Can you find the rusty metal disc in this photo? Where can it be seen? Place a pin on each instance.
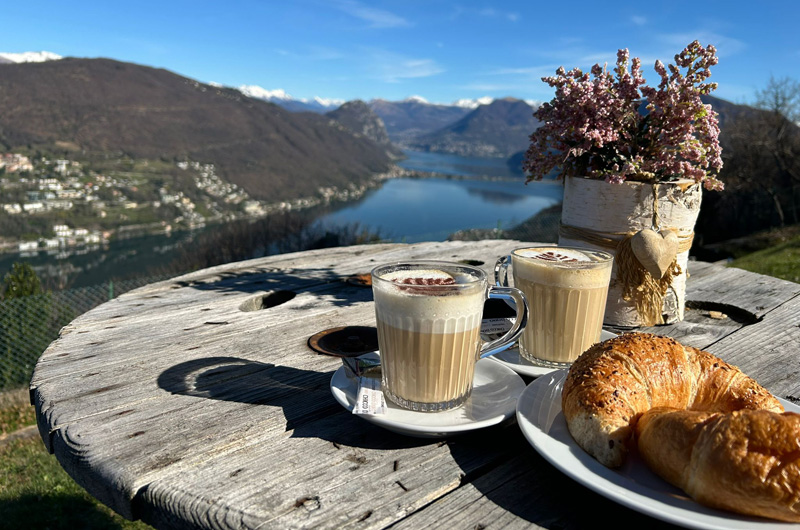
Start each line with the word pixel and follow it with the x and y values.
pixel 365 280
pixel 347 341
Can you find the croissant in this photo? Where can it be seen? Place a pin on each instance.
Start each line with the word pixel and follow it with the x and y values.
pixel 615 381
pixel 746 461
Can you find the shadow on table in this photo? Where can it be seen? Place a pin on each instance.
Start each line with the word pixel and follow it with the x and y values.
pixel 304 395
pixel 281 285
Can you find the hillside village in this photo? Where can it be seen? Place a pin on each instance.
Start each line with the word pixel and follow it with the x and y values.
pixel 86 207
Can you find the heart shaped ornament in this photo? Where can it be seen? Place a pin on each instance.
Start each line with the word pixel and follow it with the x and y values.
pixel 655 250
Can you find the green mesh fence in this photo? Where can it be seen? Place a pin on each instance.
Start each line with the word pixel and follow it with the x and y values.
pixel 29 324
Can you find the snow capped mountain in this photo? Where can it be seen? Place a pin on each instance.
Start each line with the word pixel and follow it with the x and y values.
pixel 28 57
pixel 473 103
pixel 255 91
pixel 280 97
pixel 416 99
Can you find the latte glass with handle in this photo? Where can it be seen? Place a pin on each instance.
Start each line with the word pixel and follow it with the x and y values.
pixel 566 289
pixel 428 316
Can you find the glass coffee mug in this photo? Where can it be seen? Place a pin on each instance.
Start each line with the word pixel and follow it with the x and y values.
pixel 429 316
pixel 566 289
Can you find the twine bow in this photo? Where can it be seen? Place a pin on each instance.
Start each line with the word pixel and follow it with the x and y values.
pixel 638 284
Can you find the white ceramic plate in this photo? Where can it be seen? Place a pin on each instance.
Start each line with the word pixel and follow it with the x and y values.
pixel 493 400
pixel 512 358
pixel 633 485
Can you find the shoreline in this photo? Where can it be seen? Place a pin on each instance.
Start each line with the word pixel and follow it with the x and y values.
pixel 326 197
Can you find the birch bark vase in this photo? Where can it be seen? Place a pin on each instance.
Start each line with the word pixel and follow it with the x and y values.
pixel 600 215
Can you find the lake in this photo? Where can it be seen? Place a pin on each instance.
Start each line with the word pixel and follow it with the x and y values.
pixel 402 210
pixel 413 210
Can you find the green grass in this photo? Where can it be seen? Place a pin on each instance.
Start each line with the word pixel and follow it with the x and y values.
pixel 35 492
pixel 780 261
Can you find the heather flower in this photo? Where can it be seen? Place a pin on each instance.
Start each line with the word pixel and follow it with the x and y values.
pixel 595 125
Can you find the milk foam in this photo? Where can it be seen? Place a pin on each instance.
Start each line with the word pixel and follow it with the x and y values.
pixel 555 254
pixel 399 304
pixel 563 267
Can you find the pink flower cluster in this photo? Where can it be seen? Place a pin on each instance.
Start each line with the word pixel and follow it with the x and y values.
pixel 614 127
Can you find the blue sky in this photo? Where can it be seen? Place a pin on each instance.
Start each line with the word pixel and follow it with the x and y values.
pixel 440 50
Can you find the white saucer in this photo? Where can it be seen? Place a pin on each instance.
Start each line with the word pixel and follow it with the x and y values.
pixel 512 359
pixel 493 400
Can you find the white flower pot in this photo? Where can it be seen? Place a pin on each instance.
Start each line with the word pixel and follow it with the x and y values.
pixel 600 215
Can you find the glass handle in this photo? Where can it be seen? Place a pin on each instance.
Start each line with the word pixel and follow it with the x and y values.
pixel 501 271
pixel 509 294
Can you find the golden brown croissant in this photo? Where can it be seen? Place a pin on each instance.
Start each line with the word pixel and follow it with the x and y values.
pixel 612 383
pixel 746 461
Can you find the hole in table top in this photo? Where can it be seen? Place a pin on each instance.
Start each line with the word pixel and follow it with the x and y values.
pixel 266 301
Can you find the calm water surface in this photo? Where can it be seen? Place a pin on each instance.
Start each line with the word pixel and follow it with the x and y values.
pixel 413 210
pixel 409 210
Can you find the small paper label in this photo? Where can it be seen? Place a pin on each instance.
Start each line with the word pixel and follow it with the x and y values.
pixel 370 397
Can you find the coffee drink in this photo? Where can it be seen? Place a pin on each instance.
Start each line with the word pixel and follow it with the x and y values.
pixel 429 319
pixel 566 290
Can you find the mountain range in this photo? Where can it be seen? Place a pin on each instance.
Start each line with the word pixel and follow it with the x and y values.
pixel 274 146
pixel 107 106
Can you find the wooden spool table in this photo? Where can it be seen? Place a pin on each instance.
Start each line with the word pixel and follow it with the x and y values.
pixel 197 402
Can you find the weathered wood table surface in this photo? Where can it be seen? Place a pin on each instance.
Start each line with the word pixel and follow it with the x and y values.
pixel 197 402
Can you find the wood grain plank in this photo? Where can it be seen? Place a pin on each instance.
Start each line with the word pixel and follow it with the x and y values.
pixel 173 404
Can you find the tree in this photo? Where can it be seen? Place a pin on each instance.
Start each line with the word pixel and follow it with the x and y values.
pixel 21 281
pixel 761 172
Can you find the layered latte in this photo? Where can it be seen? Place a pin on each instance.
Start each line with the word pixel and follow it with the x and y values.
pixel 566 290
pixel 429 324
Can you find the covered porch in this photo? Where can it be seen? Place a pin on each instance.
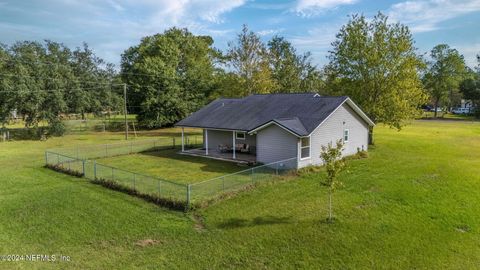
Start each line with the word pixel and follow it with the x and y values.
pixel 228 145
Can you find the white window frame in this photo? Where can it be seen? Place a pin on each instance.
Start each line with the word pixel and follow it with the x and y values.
pixel 302 147
pixel 244 135
pixel 348 135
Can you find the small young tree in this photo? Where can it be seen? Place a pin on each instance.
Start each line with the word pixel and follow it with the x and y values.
pixel 332 159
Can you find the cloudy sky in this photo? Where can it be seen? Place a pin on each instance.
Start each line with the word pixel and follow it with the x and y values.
pixel 111 26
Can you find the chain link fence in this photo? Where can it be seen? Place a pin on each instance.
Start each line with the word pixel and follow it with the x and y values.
pixel 81 162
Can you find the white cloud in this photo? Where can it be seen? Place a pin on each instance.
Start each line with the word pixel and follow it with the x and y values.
pixel 314 7
pixel 426 15
pixel 111 26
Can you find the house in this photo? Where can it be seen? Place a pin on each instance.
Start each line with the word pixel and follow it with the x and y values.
pixel 267 128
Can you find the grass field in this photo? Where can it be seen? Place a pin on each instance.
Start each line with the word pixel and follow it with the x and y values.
pixel 412 204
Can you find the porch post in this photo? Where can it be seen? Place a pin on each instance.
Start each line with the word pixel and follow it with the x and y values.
pixel 206 142
pixel 233 144
pixel 183 142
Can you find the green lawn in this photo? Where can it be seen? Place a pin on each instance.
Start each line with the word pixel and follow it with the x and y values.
pixel 413 204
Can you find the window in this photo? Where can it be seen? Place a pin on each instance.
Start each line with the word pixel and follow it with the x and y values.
pixel 346 135
pixel 305 147
pixel 240 135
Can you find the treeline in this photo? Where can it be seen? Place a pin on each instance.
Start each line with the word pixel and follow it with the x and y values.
pixel 44 81
pixel 172 74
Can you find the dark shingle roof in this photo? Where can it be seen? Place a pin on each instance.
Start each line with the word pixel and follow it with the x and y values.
pixel 300 113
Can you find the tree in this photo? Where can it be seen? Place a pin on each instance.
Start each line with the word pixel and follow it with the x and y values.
pixel 446 70
pixel 248 57
pixel 376 64
pixel 334 164
pixel 171 75
pixel 291 72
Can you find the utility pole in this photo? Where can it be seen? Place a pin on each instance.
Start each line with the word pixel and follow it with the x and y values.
pixel 125 109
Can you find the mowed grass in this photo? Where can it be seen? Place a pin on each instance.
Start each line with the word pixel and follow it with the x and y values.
pixel 413 204
pixel 170 165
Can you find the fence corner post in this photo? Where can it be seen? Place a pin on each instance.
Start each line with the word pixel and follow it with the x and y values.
pixel 83 167
pixel 134 176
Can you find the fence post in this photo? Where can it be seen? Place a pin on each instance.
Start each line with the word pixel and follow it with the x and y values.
pixel 83 167
pixel 188 195
pixel 134 181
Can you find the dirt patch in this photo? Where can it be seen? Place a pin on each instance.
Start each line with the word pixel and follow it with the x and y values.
pixel 147 242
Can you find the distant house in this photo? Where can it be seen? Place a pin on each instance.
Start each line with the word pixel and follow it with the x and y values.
pixel 273 127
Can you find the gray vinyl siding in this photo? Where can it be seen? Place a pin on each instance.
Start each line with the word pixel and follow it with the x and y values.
pixel 217 137
pixel 275 144
pixel 332 130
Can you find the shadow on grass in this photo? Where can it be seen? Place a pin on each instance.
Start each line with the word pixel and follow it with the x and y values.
pixel 205 164
pixel 258 221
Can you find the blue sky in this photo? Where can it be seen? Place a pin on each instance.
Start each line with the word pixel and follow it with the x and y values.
pixel 111 26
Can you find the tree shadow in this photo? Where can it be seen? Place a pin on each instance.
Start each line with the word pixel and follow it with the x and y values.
pixel 234 223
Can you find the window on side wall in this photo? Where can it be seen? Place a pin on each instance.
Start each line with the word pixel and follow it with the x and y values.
pixel 305 148
pixel 346 135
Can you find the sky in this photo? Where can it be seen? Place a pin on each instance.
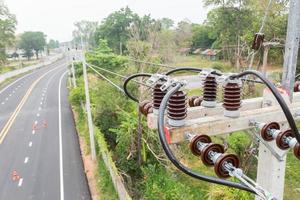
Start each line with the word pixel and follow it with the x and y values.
pixel 56 17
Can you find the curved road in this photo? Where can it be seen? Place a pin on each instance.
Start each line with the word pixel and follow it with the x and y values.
pixel 39 150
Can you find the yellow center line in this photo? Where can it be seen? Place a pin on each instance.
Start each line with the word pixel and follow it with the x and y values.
pixel 12 118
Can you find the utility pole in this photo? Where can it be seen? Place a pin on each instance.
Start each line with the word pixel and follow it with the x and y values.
pixel 88 105
pixel 291 48
pixel 73 74
pixel 270 170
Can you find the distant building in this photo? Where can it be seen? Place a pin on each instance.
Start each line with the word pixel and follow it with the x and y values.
pixel 185 51
pixel 197 51
pixel 211 54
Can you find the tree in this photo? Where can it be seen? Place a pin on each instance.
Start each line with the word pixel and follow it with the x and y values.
pixel 86 30
pixel 184 34
pixel 201 37
pixel 166 23
pixel 7 30
pixel 115 29
pixel 52 44
pixel 32 41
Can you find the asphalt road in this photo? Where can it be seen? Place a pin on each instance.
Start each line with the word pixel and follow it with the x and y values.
pixel 39 150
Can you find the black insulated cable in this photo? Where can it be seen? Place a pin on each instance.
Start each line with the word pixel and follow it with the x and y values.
pixel 129 79
pixel 176 162
pixel 278 97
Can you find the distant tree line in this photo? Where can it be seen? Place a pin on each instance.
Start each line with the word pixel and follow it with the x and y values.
pixel 230 26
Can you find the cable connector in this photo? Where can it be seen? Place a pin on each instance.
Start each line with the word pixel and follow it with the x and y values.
pixel 155 78
pixel 172 82
pixel 206 72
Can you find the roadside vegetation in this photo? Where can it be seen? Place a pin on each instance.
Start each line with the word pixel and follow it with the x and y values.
pixel 123 36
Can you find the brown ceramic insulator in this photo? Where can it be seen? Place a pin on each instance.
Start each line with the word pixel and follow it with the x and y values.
pixel 296 86
pixel 258 40
pixel 264 131
pixel 280 139
pixel 232 96
pixel 210 87
pixel 297 150
pixel 146 107
pixel 205 157
pixel 195 101
pixel 157 96
pixel 225 158
pixel 198 138
pixel 177 108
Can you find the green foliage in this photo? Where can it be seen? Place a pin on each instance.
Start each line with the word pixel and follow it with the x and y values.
pixel 8 24
pixel 115 28
pixel 85 30
pixel 77 96
pixel 52 44
pixel 160 184
pixel 103 57
pixel 32 41
pixel 227 193
pixel 201 37
pixel 238 142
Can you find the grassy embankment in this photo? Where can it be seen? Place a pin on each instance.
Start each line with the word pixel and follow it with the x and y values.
pixel 158 182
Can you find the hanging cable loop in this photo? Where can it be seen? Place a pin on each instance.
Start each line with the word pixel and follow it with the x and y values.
pixel 172 157
pixel 278 97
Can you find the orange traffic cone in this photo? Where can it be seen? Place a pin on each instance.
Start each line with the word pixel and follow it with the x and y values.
pixel 45 124
pixel 15 176
pixel 34 126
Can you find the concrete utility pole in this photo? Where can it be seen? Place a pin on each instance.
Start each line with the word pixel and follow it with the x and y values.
pixel 88 105
pixel 291 47
pixel 271 171
pixel 73 74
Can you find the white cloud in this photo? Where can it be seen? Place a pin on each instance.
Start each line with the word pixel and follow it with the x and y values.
pixel 56 17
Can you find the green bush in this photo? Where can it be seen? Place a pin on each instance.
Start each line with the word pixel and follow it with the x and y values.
pixel 160 184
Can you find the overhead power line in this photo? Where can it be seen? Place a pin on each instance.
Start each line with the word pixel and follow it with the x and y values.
pixel 116 74
pixel 108 80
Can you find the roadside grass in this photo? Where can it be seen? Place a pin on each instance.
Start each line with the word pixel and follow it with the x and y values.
pixel 13 65
pixel 105 186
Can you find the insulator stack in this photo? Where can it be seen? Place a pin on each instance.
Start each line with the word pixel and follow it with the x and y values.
pixel 146 107
pixel 232 98
pixel 210 87
pixel 284 139
pixel 177 109
pixel 224 160
pixel 297 86
pixel 258 41
pixel 157 97
pixel 269 131
pixel 213 154
pixel 195 101
pixel 297 151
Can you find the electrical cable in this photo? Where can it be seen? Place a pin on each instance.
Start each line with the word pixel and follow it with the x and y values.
pixel 189 69
pixel 128 79
pixel 116 74
pixel 172 157
pixel 150 63
pixel 112 83
pixel 278 97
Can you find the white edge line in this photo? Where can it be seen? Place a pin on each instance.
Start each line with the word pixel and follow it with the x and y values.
pixel 61 172
pixel 20 182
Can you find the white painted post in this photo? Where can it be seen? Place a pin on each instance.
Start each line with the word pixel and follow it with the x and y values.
pixel 73 74
pixel 270 170
pixel 291 47
pixel 88 106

* * *

• SET PROBLEM: Retype word for word the stretch of items from the start through the line containing "pixel 428 316", and leave out the pictures.

• WORKED ANSWER:
Can you find the rusty metal disc in this photo? Where can it be seen? Place a pin on each instance.
Start each line with the word pixel and follow it with the x and y values.
pixel 365 280
pixel 347 341
Can you find the croissant in this photo? Where can it be seen? Place a pin on each instance.
Start each line with the word pixel and follow it with the x and y values.
pixel 615 381
pixel 746 461
Can you find the shadow on table in this photo? Where can it be seen? Place a pin on each instance.
Start each line with the word pixel and follow it with the x and y values.
pixel 304 395
pixel 281 285
Can you find the hillside village in this photo? Where can it be seen? Place a pin on each instance.
Start each line with the word pixel and follow it with the x and y values.
pixel 86 207
Can you find the heart shaped ornament in this photo? Where can it be seen? Place a pin on each instance.
Start each line with the word pixel and follow it with the x and y values.
pixel 655 250
Can you find the green mesh fence in this photo? Where can it be seen? Place a pin on each instance.
Start each line with the word pixel and follow it with the x and y values.
pixel 29 324
Can you find the snow capped mountain in this photo? Where can it be seen? Place a pin on each instance.
Start each line with the word pixel and follow it with the x and y values.
pixel 28 57
pixel 473 103
pixel 255 91
pixel 280 97
pixel 416 99
Can you find the latte glass with handle in this photo? Where can it be seen? Place a pin on each instance.
Start each line with the word pixel and follow it with the x and y values.
pixel 566 289
pixel 428 316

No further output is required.